### Tarefa A
Repita, sem qualquer alteração, o trecho do relato sobre a amizade com Clara e Mariana que vai de "Na despedida, um" até "tão boas amigas.".
### Tarefa B
Prossiga com o relato sobre a amizade com Clara e Mariana a partir do ponto em que ele se encerra.

### Texto fornecido
===============

Na despedida, um misto de alegria pelo sucesso dela e tristeza por ter ela partir. Por dentro, confesso, agradeci a Deus que era Mariana quem estava indo embora e não Clara: dos males, o menor. Clara, depois, me confessou que pensou o mesmo.

Contudo, depois de algumas semanas, minha amizade com Clara começou a ficar diferente: tínhamos todo o tempo do mundo pra sermos mais que nunca unha e carne, não havia mais ninguém com quem dividir nossa atenção, mas faltava alguma coisa... Hoje eu sei que a gente sentia falta dos ciúmes que Mariana despertava em nós duas. Gostávamos daquele desafio velado de ter que conquistar o que estava sendo disputado: a atenção da amiga. Esse ciúmes dava graça à nossa amizade. Era Mariana que fazia Clara e eu sermos tão boas amigas.

Mais ou menos nove meses depois que Mariana estava longe da gente, ela veio para nossa cidade visitar os pais num feriado prolongado e marcamos de nos encontrar: o trio estaria junto outra vez. Neste meio tempo, cada uma havia seguido um caminho diferente e praticamente não nos falávamos. Porém, naquela tarde do encontro do trio, parecia que tudo havia voltado ao que era antes: Clara era de novo a minha melhor amiga de tempos atrás. Mariana também era a mesma e continuava sendo motivo de ciúmes das amigas.

===============

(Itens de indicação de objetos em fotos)
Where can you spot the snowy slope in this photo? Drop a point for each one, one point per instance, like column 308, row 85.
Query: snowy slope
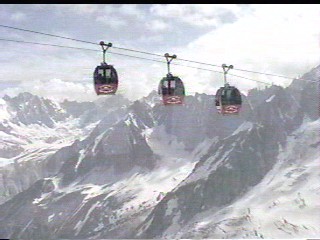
column 285, row 204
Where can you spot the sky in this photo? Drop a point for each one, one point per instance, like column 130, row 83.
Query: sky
column 272, row 38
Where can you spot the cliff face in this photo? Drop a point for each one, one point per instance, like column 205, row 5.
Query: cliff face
column 142, row 170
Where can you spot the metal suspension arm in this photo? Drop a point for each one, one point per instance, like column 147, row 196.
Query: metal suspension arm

===============

### Resultado da tarefa A
Na despedida, um misto de alegria pelo sucesso dela e tristeza por ter ela partir. Por dentro, confesso, agradeci a Deus que era Mariana quem estava indo embora e não Clara: dos males, o menor. Clara, depois, me confessou que pensou o mesmo.

Contudo, depois de algumas semanas, minha amizade com Clara começou a ficar diferente: tínhamos todo o tempo do mundo pra sermos mais que nunca unha e carne, não havia mais ninguém com quem dividir nossa atenção, mas faltava alguma coisa... Hoje eu sei que a gente sentia falta dos ciúmes que Mariana despertava em nós duas. Gostávamos daquele desafio velado de ter que conquistar o que estava sendo disputado: a atenção da amiga. Esse ciúmes dava graça à nossa amizade. Era Mariana que fazia Clara e eu sermos tão boas amigas.

### Resultado da tarefa B
No fim daquele dia, ao me despedir de Mariana, abracei-a e disse próximo ao seu ouvido: "Obrigada por trazer minha melhor amiga de volta". Ela sorriu e me disse: "De nada...". Naquele instante vi em seus olhos que ela sempre percebeu o que ela significava para mim e para Clara, mas que ela não se sentia menor por isso. Ao contrário: se doava em prol da felicidade das duas amigas.

Hoje eu penso que estive enganada esse tempo todo: talvez tenha sido Mariana, e não Clara, a minha melhor amiga.